## Page text:
Against New Feminism
Last September, the McNally Jackson bookstore in SoHo, New York, hosted an event to celebrate the publication of the critical edition of Chris Kraus’s Aliens and Anorexia. The event was called “Alien Insurrection: An Evening with Chris Kraus, Emily Gould, Ariana Reines, Kate Zambreno, and Others,” and Kraus and seven other women were to give readings of the book and discuss “new feminism,” which I had never heard of. The venue was packed, the whole bottom floor of the bookstore overflowing with women: women wearing all black, women with notebooks, women with their hair heaped on top of their heads in the turn-of-the-century Gibson Girl style popular in the lit world. It was clearly an event that both the audience and the panel of readers had dressed up for, and everyone was eyeing each other up and down, unused, I think, to seeing so many other literary women in a room, uninterrupted by the presence of men.
Yet the event that everyone had dressed up for never materialized. Chris Kraus and the other panelists did read from Aliens and Anorexia, but it was almost impossible to understand any of them. Each spoke with her own theatrical affect; some in a quiet, sexy husk, others with an overly-dramatic swell of gravitas. The result was that no one in the audience—which I imagine was mostly made up of fans of Kraus’ more famous book I Love Dick—gained any sense of what Aliens and Anorexia was about.
Inclined to leave, I made myself stay because I wanted to hear the panel about “new feminism.” This, unfortunately, did not occur. After over an hour of reading, ten or fifteen minutes were spent on audience questions, all of which were, like the reading, answered obscurely with varying degrees of performative flourish. Then the event ended. There was no panel, and “new feminism” was never mentioned. My suspicion is that this is because new feminism does not exist.
One of the readers at the Alien Insurrection talk, Kate Zambreno, wrote a book called Heroines that was edited by Kraus and published in 2012 by what Zambreno calls the “dumb cunt” imprint of Semiotext(e), an MIT-based publisher founded by Kraus’ husband, the French literary and cultural critic Sylvère Lotringer. Heroines is memoir-criticism, a hybrid text that blends Zambreno’s investigation into the crimes against the “mad” wives of modernism with an account of her own life. “Mad” is in quotation marks because part of Zambreno’s project is to challenge the pathologization of these women as insane. Perhaps “wives” of “modernism” should be in quotations too; after all, not all the women Zambreno writes about were wives (Djuna Barnes, Gertrude Stein), some were more famous than their husbands (Virginia Woolf), and several were not from the modernist period at all (Mary McCarthy, Elizabeth Hardwick, Sylvia Plath).
Zambreno’s initial premise is to accuse the modernist husbands— along with other male conspirators—of their wives’ spiritual, creative, and even literal murder. (Zelda Fitzgerald, as most people know, burned to death in Highland Hospital, the asylum in which Scott had originally placed her. She was confined within a locked room, most likely tied to a bed.) In fact, she claims, few or none of these women were mad in the first place, but were rather driven insane by the impossibility of life alongside men who beat, raped, and neglected them, stole and suppressed their work, forbade them from writing, committed them to asylums, and abandoned them. There are probably few within the cautious world of the academy who would have attempted such radical revisionism for this large and messy collection of cultural figures, and Zambreno’s work is persuasive and important. Yet Heroines works best when Zambreno’s touch is light or nonexistent, when she lets the modernist women speak for themselves. Take, for example, this announcement Vivien(ne) Eliot, wife of T.S., unsuccessfully attempted to have placed in the Times: “Will T.S. Eliot please return to his home, 68 Clarence Gate Gardens, which he abandoned Sept. 17th, 1932.” Zambreno is a skilled curator of this kind of astonishing, heartbreaking primary material. Perhaps her greatest asset is knowing when to let the modernist women speak for themselves, and allowing their broken, desperate words ring out.

## Using the information:
(1) Retype the new feminism essay word for word, everything from "Yet the event" down to "Anorexia was about.".
(2) Answer these questions from the new feminism essay.
(a) Which bookstore hosted the event?
(b) Who founded Semiotext(e)?
(c) In what hospital did Zelda Fitzgerald burn to death?
(3) Carry on the essay about new feminism, starting after its last sentence.

## Stored data:
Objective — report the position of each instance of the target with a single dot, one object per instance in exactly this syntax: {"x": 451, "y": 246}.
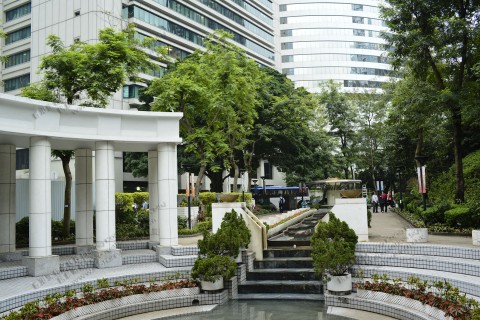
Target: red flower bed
{"x": 56, "y": 304}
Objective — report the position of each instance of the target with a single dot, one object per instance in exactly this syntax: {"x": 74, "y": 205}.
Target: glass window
{"x": 18, "y": 12}
{"x": 358, "y": 20}
{"x": 18, "y": 35}
{"x": 17, "y": 58}
{"x": 357, "y": 7}
{"x": 17, "y": 82}
{"x": 22, "y": 159}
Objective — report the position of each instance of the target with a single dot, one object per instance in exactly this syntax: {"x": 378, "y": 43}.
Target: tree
{"x": 341, "y": 114}
{"x": 441, "y": 37}
{"x": 87, "y": 74}
{"x": 216, "y": 89}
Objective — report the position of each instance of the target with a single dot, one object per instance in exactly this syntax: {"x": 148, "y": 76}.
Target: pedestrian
{"x": 375, "y": 202}
{"x": 383, "y": 202}
{"x": 390, "y": 200}
{"x": 281, "y": 203}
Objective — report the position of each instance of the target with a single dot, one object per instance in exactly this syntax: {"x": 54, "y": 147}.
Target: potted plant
{"x": 333, "y": 252}
{"x": 212, "y": 269}
{"x": 232, "y": 235}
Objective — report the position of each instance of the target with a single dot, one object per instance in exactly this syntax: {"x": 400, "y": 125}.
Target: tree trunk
{"x": 68, "y": 195}
{"x": 457, "y": 146}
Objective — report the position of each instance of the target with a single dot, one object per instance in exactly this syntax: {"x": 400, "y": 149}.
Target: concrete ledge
{"x": 11, "y": 256}
{"x": 42, "y": 266}
{"x": 417, "y": 235}
{"x": 107, "y": 259}
{"x": 387, "y": 309}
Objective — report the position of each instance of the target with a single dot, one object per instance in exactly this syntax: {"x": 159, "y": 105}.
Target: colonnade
{"x": 162, "y": 180}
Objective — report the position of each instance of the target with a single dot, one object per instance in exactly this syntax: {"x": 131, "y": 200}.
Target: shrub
{"x": 459, "y": 216}
{"x": 333, "y": 247}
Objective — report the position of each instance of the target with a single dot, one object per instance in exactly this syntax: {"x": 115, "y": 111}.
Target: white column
{"x": 83, "y": 199}
{"x": 153, "y": 196}
{"x": 40, "y": 198}
{"x": 7, "y": 198}
{"x": 167, "y": 193}
{"x": 105, "y": 195}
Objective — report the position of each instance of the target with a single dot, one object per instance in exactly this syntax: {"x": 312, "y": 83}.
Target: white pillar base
{"x": 84, "y": 249}
{"x": 153, "y": 244}
{"x": 108, "y": 258}
{"x": 10, "y": 256}
{"x": 42, "y": 266}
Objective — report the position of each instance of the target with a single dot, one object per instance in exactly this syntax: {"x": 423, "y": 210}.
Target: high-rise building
{"x": 180, "y": 24}
{"x": 338, "y": 40}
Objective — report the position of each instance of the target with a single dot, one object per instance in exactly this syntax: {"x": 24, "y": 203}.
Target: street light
{"x": 264, "y": 190}
{"x": 242, "y": 173}
{"x": 255, "y": 189}
{"x": 400, "y": 201}
{"x": 302, "y": 184}
{"x": 421, "y": 171}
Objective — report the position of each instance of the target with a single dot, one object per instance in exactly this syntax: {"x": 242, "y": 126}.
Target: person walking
{"x": 375, "y": 202}
{"x": 281, "y": 203}
{"x": 383, "y": 202}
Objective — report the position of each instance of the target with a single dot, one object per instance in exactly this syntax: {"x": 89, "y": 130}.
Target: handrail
{"x": 252, "y": 216}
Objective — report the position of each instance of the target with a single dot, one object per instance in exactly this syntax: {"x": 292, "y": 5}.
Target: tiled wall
{"x": 391, "y": 310}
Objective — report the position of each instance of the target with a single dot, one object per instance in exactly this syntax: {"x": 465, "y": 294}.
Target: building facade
{"x": 338, "y": 40}
{"x": 182, "y": 25}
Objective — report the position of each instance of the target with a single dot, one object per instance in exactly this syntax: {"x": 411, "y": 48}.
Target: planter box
{"x": 339, "y": 285}
{"x": 403, "y": 301}
{"x": 116, "y": 303}
{"x": 476, "y": 237}
{"x": 418, "y": 235}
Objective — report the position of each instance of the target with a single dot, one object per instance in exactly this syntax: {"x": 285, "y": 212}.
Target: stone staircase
{"x": 286, "y": 272}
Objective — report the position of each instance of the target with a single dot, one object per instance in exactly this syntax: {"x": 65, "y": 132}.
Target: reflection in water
{"x": 265, "y": 310}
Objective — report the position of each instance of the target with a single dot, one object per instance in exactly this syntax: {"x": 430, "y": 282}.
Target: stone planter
{"x": 339, "y": 285}
{"x": 212, "y": 285}
{"x": 417, "y": 235}
{"x": 476, "y": 237}
{"x": 117, "y": 303}
{"x": 403, "y": 301}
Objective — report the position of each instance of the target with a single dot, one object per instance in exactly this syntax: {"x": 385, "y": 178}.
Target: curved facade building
{"x": 338, "y": 40}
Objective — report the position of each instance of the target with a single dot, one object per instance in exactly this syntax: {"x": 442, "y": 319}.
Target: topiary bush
{"x": 459, "y": 216}
{"x": 333, "y": 247}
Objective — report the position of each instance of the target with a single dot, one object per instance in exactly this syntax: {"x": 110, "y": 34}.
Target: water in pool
{"x": 265, "y": 310}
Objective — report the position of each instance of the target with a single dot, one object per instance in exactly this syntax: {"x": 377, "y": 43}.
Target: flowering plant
{"x": 56, "y": 304}
{"x": 440, "y": 294}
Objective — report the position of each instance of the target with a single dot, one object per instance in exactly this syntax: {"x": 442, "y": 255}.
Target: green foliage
{"x": 232, "y": 234}
{"x": 214, "y": 267}
{"x": 94, "y": 71}
{"x": 333, "y": 247}
{"x": 206, "y": 199}
{"x": 460, "y": 216}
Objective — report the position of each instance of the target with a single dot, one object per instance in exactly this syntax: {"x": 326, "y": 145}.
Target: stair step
{"x": 285, "y": 252}
{"x": 282, "y": 274}
{"x": 294, "y": 262}
{"x": 281, "y": 286}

## Answer list:
(1)
Yet the event that everyone had dressed up for never materialized. Chris Kraus and the other panelists did read from Aliens and Anorexia, but it was almost impossible to understand any of them. Each spoke with her own theatrical affect; some in a quiet, sexy husk, others with an overly-dramatic swell of gravitas. The result was that no one in the audience—which I imagine was mostly made up of fans of Kraus’ more famous book I Love Dick—gained any sense of what Aliens and Anorexia was about.

(2)
(a) The McNally Jackson bookstore in SoHo, New York.
(b) Sylvère Lotringer, Kraus' husband.
(c) Highland Hospital.

(3)
Zambreno told an interviewer in The Paris Review: “I’m not sure I think much about academia.” This is evident in Heroines, a text entirely out of touch with contemporary academic feminism. While this out-of-touchness is certainly not a bad thing in itself (it could, under different circumstances, have been a great thing), even the most casual reader of “third wave” academic feminism will cringe at much of Zambreno’s book, and for good reason. As much as she rails against the second wavers, Zambreno still succumbs to many of their most embarrassing missteps: erasing queerness and people of color, embracing gender essentialism, and treating the issue of domestic labor with haughty disdain.
Lesbianism is mentioned twice in Heroines: once, when Zambreno erases it (“I mean, Gertrude Stein was basically a patriarch, right?”) and again when, discussing Djuna Barnes, she irritatingly refers to it as “girl-on-girl.” This absence is certainly a strange choice for a book that includes fairly extensive analysis of Barnes’ Nightwood as well as exploration of the biographies of Virginia Woolf, Gertrude Stein, Simone de Beauvoir, Anaïs Nin, June Miller, and Barnes’ lovers Thelma Wood and Baroness Elsa von Freytag-Loringhoven, all of whom were unquestionably on the spectrum of what we now think of as queer.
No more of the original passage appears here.